--- Begin PROVIDED MATERIAL ---

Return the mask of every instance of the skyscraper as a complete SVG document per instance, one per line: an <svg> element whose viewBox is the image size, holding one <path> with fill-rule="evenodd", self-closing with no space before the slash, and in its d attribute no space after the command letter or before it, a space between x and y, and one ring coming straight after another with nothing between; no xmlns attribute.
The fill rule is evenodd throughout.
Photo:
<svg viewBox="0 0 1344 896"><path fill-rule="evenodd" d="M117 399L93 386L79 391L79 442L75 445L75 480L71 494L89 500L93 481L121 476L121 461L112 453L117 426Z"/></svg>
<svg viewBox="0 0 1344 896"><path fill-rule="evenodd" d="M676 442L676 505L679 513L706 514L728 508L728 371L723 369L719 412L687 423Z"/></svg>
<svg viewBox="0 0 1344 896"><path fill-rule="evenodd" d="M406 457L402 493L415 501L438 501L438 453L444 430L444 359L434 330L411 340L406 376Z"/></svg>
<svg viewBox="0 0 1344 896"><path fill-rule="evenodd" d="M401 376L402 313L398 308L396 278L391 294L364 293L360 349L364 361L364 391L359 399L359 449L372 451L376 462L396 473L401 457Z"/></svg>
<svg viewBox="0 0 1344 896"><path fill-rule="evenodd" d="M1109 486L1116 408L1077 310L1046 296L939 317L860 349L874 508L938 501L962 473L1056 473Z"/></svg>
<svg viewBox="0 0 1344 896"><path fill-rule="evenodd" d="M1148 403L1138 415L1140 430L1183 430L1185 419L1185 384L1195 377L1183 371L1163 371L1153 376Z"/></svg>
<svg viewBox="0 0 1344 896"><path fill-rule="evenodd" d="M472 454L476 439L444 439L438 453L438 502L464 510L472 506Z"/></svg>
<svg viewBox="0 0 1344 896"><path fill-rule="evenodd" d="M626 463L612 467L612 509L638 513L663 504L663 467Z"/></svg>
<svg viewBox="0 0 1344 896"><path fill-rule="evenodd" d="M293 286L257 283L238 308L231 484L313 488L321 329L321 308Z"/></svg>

--- End PROVIDED MATERIAL ---

* _YOUR OBJECTIVE_: Rewrite the stretch from the start of the records through the line containing "442L676 505L679 513L706", replacing "skyscraper" with "tower" and leaving everything else unchanged.

* _WORKED SOLUTION_:
Return the mask of every instance of the tower as a complete SVG document per instance, one per line: an <svg> element whose viewBox is the image size, holding one <path> with fill-rule="evenodd", self-closing with no space before the slash, and in its d attribute no space after the command letter or before it, a space between x and y, and one ring coming straight after another with nothing between; no xmlns attribute.
The fill rule is evenodd throughout.
Photo:
<svg viewBox="0 0 1344 896"><path fill-rule="evenodd" d="M117 399L93 386L79 391L79 442L75 445L75 480L71 494L89 500L93 481L121 476L121 461L112 453L117 426Z"/></svg>
<svg viewBox="0 0 1344 896"><path fill-rule="evenodd" d="M676 442L676 505L679 513L706 514L728 508L728 371L723 369L719 412L687 423Z"/></svg>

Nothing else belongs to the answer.